# Required work:
Rewrite every line of the entries below, keeping the requests as they are. Multiply each coordinate in the answers by 2.5 and round it to a whole number, with halves rounded up.

Position identification records

###

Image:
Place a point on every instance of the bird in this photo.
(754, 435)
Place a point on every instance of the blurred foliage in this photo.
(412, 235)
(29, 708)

###

# Correct answer:
Image:
Place a point on every instance of the bird in this photo.
(1885, 1088)
Place a point on every instance of the blurred foliage in this photo.
(1030, 588)
(73, 1770)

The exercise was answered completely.